==== EXTRACTED DATA
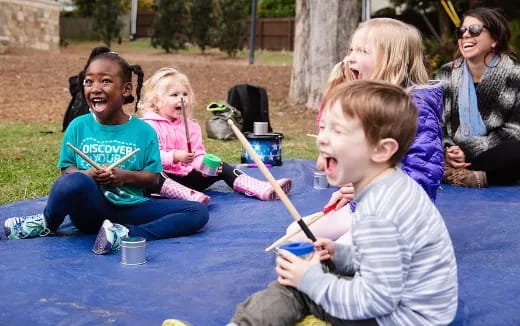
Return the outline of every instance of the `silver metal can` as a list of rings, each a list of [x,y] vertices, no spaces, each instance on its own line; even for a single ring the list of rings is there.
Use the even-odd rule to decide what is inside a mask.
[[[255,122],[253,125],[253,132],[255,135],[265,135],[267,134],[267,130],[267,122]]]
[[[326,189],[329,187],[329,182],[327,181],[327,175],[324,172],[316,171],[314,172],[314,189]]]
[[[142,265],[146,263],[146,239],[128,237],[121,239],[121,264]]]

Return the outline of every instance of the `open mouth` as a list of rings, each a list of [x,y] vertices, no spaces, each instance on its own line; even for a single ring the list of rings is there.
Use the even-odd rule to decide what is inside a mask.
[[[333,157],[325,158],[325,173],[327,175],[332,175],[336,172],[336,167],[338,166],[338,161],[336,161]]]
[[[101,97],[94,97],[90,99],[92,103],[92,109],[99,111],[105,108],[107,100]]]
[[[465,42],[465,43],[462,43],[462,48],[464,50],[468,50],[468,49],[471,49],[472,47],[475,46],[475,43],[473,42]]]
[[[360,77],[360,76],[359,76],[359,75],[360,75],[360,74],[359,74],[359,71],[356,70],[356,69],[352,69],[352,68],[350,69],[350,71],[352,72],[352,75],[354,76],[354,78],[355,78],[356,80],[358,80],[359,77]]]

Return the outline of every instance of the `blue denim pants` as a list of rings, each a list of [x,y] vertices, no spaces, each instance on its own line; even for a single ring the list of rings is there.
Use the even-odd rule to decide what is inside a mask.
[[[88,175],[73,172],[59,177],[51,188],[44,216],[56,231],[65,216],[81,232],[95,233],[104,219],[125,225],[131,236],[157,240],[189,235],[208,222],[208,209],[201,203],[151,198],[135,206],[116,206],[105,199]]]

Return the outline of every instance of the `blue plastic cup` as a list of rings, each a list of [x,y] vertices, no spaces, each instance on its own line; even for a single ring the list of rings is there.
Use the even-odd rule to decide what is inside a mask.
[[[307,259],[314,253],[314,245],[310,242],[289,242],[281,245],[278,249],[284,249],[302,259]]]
========
==== EXTRACTED DATA
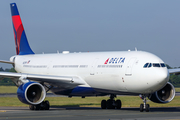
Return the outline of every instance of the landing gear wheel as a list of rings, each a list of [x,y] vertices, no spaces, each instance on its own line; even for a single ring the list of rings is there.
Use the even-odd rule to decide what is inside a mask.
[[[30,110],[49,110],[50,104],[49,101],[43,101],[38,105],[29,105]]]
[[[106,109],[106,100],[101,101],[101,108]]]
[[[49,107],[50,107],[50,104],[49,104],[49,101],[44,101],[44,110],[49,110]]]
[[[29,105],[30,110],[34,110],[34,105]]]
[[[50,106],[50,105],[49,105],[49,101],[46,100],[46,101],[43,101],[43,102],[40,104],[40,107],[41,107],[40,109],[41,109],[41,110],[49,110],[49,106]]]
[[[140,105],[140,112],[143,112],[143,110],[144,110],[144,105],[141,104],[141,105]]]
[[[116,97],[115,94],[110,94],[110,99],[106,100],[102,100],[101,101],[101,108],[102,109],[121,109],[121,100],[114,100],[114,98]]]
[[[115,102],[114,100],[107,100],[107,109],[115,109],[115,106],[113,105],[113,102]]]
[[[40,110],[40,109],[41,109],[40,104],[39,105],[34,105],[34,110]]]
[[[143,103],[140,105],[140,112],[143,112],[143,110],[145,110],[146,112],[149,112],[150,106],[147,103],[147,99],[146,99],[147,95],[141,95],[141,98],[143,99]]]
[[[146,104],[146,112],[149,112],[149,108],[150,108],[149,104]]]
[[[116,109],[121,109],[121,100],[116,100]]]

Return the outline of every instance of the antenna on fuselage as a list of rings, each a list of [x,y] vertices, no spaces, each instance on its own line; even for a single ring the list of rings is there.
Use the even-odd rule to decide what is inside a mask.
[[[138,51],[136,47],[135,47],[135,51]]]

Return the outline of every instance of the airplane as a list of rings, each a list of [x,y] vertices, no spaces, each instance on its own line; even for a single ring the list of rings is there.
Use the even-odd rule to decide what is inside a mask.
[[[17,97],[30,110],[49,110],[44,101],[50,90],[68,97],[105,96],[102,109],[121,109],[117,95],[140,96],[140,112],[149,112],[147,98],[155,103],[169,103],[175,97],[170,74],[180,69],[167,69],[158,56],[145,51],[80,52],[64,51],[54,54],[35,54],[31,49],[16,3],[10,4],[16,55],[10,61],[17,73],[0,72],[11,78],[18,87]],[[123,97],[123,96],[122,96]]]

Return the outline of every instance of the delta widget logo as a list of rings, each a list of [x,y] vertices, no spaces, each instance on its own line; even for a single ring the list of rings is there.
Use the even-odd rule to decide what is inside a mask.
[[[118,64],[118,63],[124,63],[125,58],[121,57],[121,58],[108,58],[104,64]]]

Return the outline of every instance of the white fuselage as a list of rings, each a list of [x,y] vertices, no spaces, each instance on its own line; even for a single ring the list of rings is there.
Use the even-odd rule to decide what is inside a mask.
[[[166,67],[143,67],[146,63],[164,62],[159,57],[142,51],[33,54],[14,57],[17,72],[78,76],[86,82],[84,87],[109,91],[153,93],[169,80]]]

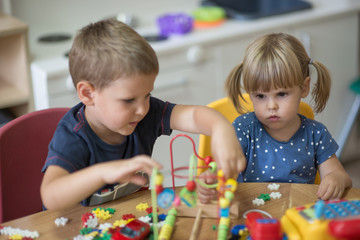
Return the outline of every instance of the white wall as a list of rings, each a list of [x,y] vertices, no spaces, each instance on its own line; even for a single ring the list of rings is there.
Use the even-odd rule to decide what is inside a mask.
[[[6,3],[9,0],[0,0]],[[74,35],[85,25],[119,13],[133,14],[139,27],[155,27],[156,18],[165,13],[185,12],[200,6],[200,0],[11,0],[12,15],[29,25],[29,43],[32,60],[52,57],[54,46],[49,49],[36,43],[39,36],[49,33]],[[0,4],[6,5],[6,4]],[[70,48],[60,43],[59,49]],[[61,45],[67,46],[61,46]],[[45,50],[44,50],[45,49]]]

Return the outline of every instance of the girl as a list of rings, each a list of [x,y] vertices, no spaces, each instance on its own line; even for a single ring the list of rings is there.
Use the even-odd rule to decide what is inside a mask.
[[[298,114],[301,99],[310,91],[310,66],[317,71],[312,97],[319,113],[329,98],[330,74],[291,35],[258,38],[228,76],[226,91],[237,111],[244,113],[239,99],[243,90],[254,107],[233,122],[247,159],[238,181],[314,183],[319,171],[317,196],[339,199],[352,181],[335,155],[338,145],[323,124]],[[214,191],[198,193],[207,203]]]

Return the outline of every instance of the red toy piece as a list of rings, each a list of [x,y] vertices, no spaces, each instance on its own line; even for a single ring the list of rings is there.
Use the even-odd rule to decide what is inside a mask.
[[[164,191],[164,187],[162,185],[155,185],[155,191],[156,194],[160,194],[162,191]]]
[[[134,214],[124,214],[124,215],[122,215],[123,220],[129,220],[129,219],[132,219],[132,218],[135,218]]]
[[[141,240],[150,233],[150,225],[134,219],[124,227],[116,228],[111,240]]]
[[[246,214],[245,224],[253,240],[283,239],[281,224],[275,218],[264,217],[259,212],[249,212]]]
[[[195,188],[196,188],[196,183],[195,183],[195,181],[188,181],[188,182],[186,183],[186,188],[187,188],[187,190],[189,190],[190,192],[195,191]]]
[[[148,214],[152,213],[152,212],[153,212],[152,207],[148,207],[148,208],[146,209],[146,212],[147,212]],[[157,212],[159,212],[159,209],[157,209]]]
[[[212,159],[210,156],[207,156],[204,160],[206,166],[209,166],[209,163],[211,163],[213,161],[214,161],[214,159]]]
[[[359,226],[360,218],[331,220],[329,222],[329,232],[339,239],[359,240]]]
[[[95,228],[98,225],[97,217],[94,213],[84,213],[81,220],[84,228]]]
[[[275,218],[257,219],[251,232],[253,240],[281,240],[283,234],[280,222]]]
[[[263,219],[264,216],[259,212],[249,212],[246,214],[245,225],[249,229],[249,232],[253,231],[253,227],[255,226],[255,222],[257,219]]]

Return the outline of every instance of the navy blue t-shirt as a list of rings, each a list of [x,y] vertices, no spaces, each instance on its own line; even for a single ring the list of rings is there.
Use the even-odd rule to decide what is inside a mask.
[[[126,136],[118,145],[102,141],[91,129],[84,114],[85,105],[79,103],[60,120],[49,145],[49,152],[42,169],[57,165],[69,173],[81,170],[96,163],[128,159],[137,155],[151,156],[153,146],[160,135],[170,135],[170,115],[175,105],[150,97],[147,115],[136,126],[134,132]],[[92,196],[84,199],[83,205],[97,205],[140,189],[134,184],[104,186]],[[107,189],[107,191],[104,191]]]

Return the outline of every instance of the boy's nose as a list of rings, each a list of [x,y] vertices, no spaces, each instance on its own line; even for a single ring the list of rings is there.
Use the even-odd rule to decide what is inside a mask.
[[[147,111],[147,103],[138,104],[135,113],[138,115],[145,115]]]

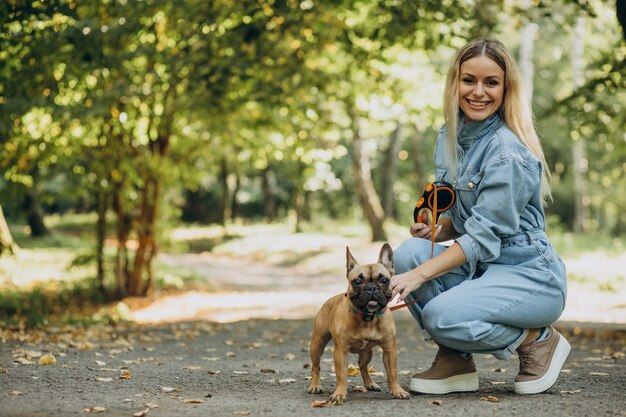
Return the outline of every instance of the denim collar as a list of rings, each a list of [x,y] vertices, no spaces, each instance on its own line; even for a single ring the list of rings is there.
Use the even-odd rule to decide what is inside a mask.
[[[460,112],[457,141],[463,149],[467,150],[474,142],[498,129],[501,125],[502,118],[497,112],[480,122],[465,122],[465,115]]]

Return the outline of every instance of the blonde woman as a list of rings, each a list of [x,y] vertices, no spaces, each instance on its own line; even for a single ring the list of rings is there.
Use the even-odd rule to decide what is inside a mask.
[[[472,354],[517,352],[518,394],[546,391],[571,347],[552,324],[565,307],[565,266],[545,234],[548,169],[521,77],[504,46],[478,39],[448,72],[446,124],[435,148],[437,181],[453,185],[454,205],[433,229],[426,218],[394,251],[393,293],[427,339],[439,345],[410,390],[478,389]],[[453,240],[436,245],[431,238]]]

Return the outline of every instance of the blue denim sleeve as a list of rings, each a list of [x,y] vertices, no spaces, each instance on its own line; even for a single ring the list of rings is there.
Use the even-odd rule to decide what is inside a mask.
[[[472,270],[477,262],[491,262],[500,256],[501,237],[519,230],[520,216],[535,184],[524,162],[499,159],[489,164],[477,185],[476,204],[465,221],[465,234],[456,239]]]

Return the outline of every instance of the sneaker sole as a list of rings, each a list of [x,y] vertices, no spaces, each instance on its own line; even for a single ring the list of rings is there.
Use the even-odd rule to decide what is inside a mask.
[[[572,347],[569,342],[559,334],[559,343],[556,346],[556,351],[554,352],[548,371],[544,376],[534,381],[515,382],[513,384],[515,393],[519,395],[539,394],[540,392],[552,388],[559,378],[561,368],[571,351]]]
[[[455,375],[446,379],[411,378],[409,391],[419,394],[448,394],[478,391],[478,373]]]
========
YOUR ASSIGNMENT
The lines to copy are those in the listing that contain the word "fuselage".

EXERCISE OUTPUT
Return the outline of every instance of the antenna on fuselage as a list of rings, each a list of [x,y] vertices, no spaces, each instance on its own line; even for a single ring the list of rings is there.
Return the outline of every instance of the white fuselage as a list of rings, each a list of [x,y] vertices, no spaces, each instance on its own line; even for a single ring the list of rings is there.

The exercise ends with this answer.